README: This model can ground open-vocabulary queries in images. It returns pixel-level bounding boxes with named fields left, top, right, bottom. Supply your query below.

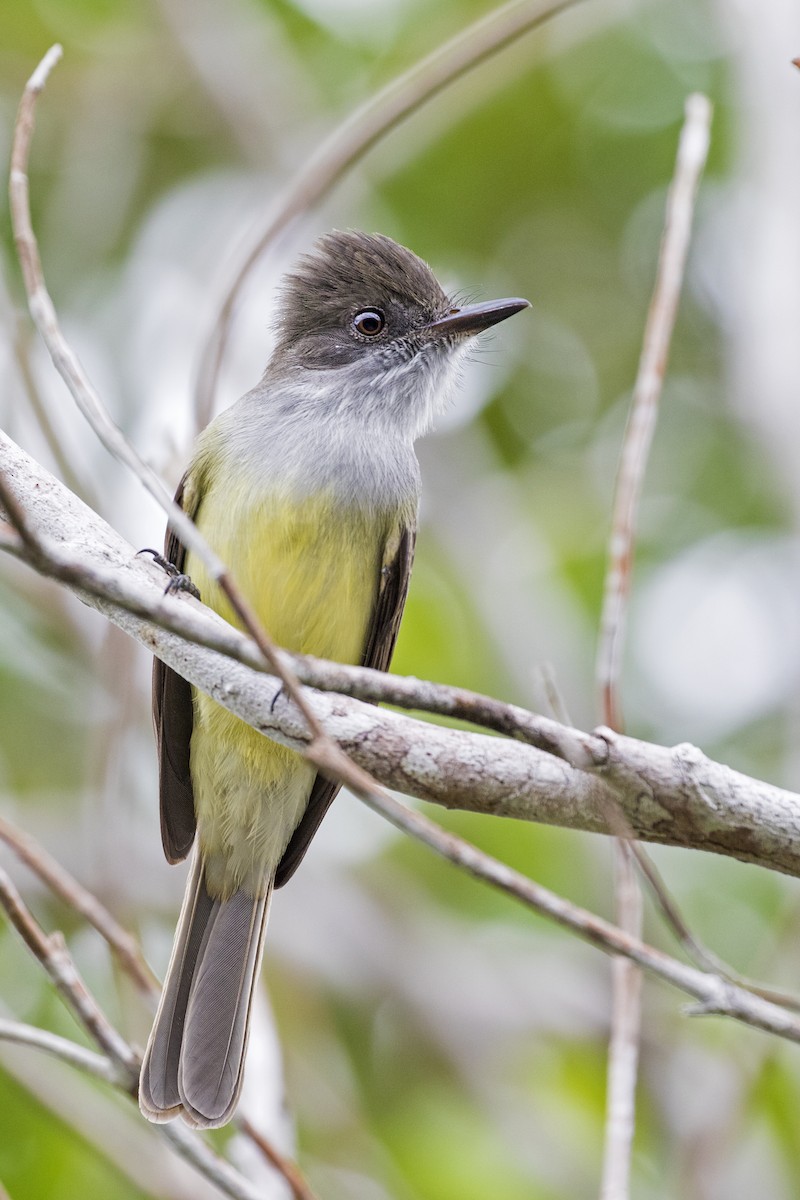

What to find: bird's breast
left=186, top=481, right=394, bottom=664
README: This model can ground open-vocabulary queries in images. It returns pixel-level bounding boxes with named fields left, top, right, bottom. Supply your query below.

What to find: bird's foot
left=138, top=548, right=202, bottom=601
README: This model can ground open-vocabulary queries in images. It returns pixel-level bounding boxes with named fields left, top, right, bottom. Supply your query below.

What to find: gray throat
left=197, top=376, right=425, bottom=516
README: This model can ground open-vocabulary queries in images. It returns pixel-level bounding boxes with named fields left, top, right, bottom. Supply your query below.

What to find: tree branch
left=2, top=426, right=800, bottom=881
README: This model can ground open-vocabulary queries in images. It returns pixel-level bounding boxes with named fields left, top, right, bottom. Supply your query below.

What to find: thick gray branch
left=2, top=428, right=800, bottom=878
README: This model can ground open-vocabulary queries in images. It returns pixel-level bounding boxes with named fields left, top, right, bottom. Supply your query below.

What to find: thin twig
left=10, top=47, right=233, bottom=604
left=597, top=95, right=712, bottom=1200
left=0, top=814, right=159, bottom=1001
left=194, top=0, right=581, bottom=428
left=0, top=799, right=312, bottom=1197
left=0, top=1017, right=122, bottom=1085
left=216, top=572, right=328, bottom=744
left=601, top=843, right=643, bottom=1200
left=4, top=286, right=97, bottom=505
left=239, top=1118, right=318, bottom=1200
left=158, top=1125, right=266, bottom=1200
left=0, top=865, right=139, bottom=1078
left=596, top=93, right=713, bottom=729
left=537, top=657, right=643, bottom=1200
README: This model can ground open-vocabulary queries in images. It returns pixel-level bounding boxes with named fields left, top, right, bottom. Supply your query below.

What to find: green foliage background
left=1, top=0, right=800, bottom=1197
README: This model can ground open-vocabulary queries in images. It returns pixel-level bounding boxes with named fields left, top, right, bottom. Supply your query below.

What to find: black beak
left=425, top=297, right=531, bottom=339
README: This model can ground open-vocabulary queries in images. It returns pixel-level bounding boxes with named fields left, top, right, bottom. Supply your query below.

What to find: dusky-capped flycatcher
left=139, top=230, right=529, bottom=1128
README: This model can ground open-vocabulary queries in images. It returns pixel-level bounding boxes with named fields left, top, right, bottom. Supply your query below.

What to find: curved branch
left=0, top=1018, right=122, bottom=1085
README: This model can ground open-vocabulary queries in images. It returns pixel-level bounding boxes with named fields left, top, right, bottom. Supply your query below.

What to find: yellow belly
left=185, top=485, right=387, bottom=896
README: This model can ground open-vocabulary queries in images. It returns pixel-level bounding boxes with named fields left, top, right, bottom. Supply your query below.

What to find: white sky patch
left=632, top=533, right=800, bottom=741
left=290, top=0, right=405, bottom=44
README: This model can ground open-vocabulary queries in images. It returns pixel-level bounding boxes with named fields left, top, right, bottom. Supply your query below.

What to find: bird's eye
left=353, top=309, right=385, bottom=337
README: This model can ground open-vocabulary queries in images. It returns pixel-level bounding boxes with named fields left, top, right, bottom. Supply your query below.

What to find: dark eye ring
left=353, top=309, right=385, bottom=337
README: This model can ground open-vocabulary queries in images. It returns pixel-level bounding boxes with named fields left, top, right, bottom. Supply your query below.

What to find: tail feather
left=179, top=884, right=271, bottom=1126
left=139, top=851, right=272, bottom=1128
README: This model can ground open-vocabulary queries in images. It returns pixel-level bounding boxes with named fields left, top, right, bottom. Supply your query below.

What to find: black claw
left=164, top=573, right=202, bottom=601
left=270, top=684, right=285, bottom=714
left=138, top=548, right=202, bottom=601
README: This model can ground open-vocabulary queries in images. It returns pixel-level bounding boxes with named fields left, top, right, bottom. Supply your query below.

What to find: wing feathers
left=153, top=475, right=198, bottom=863
left=274, top=519, right=416, bottom=886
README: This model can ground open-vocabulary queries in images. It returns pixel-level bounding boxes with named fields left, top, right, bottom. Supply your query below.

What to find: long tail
left=139, top=850, right=272, bottom=1128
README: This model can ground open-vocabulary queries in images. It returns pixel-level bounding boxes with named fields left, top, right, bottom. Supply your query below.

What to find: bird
left=139, top=229, right=529, bottom=1128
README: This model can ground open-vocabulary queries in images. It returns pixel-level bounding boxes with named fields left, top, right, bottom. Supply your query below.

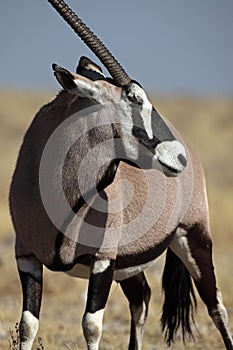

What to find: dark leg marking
left=17, top=255, right=43, bottom=350
left=120, top=272, right=151, bottom=350
left=82, top=259, right=115, bottom=350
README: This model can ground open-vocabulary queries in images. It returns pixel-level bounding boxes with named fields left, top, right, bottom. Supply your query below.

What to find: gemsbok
left=9, top=1, right=233, bottom=349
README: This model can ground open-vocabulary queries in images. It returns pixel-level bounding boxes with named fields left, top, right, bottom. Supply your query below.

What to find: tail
left=161, top=248, right=197, bottom=346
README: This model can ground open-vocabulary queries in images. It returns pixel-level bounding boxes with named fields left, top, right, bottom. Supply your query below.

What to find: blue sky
left=1, top=0, right=233, bottom=95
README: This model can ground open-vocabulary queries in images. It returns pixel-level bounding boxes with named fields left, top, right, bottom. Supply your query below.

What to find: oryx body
left=9, top=1, right=233, bottom=349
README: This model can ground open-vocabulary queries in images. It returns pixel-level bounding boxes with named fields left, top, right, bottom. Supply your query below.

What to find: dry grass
left=0, top=90, right=232, bottom=349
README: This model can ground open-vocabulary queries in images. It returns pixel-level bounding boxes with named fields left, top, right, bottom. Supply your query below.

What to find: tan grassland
left=0, top=90, right=232, bottom=349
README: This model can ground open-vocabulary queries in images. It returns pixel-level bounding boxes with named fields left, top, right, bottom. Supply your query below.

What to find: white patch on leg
left=20, top=311, right=39, bottom=350
left=131, top=302, right=147, bottom=349
left=211, top=291, right=230, bottom=328
left=82, top=309, right=104, bottom=350
left=92, top=260, right=110, bottom=275
left=170, top=227, right=201, bottom=280
left=216, top=291, right=229, bottom=321
left=17, top=256, right=42, bottom=281
left=126, top=83, right=153, bottom=139
left=209, top=291, right=233, bottom=346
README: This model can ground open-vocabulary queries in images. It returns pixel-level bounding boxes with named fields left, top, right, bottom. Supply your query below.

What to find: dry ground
left=0, top=90, right=232, bottom=349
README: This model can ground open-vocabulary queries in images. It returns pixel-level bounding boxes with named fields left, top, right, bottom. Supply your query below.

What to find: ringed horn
left=47, top=0, right=132, bottom=86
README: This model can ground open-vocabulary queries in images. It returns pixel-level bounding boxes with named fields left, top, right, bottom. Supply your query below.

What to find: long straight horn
left=47, top=0, right=131, bottom=86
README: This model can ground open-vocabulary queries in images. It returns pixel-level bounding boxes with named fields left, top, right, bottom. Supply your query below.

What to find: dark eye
left=128, top=93, right=143, bottom=105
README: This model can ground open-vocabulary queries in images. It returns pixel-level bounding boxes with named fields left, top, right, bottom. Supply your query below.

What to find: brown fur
left=10, top=88, right=207, bottom=267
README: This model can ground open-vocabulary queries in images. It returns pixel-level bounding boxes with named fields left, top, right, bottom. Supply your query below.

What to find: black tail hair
left=161, top=248, right=197, bottom=346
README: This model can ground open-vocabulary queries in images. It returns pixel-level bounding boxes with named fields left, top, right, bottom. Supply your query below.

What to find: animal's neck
left=62, top=117, right=117, bottom=210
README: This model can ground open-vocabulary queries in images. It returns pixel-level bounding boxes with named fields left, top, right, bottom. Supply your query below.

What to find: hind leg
left=17, top=255, right=43, bottom=350
left=120, top=272, right=151, bottom=350
left=170, top=225, right=233, bottom=349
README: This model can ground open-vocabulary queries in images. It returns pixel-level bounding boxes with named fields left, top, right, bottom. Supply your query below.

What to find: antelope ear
left=52, top=64, right=77, bottom=90
left=52, top=63, right=105, bottom=102
left=76, top=56, right=106, bottom=81
left=77, top=56, right=103, bottom=74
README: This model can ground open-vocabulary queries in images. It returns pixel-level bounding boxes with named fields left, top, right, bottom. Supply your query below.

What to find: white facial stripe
left=122, top=123, right=139, bottom=160
left=92, top=260, right=110, bottom=275
left=127, top=83, right=153, bottom=139
left=141, top=100, right=153, bottom=139
left=20, top=311, right=39, bottom=349
left=17, top=257, right=42, bottom=281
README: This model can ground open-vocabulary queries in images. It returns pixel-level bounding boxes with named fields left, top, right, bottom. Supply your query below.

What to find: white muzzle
left=154, top=140, right=187, bottom=176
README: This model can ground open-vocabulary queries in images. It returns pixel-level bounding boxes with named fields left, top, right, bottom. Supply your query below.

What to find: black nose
left=178, top=153, right=187, bottom=167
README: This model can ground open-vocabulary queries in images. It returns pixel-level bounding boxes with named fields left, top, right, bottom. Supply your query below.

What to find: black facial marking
left=128, top=99, right=175, bottom=155
left=151, top=107, right=175, bottom=143
left=130, top=104, right=157, bottom=152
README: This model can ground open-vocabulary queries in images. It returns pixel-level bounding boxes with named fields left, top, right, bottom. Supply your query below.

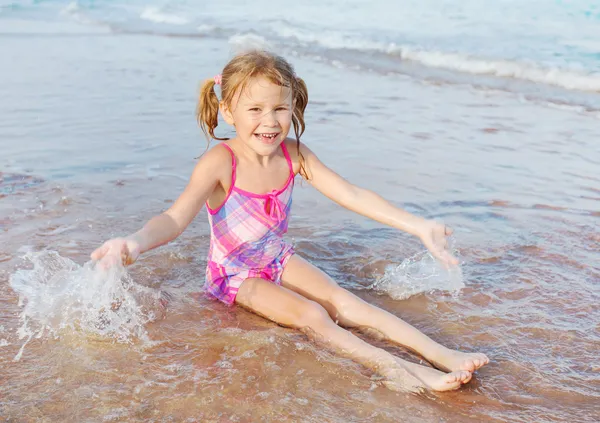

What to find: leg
left=235, top=277, right=471, bottom=392
left=281, top=255, right=489, bottom=373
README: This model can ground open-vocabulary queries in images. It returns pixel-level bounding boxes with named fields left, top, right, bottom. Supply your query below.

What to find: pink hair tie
left=214, top=74, right=222, bottom=85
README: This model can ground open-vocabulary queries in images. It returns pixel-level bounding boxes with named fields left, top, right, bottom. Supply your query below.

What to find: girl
left=91, top=50, right=489, bottom=392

────────────────────────────────────────

= WORK ORDER =
Copy out, exactly as given, the line containing "What to find: leg" together with every line after it in the material.

= YOUR SOLUTION =
What to find: leg
left=235, top=277, right=471, bottom=392
left=281, top=255, right=489, bottom=373
README: This model can ground open-vocabulary queries in images. It returns pixel-level bounding boxes with named fields left, top, right, bottom. Supply your query below.

What to find: pink hair tie
left=214, top=74, right=222, bottom=85
README: This model can ground open-vocabulary queries in images. It returns pixel-level bounding boxes with named fields left, top, right, bottom. Supply your query below.

What to find: girl
left=91, top=50, right=489, bottom=392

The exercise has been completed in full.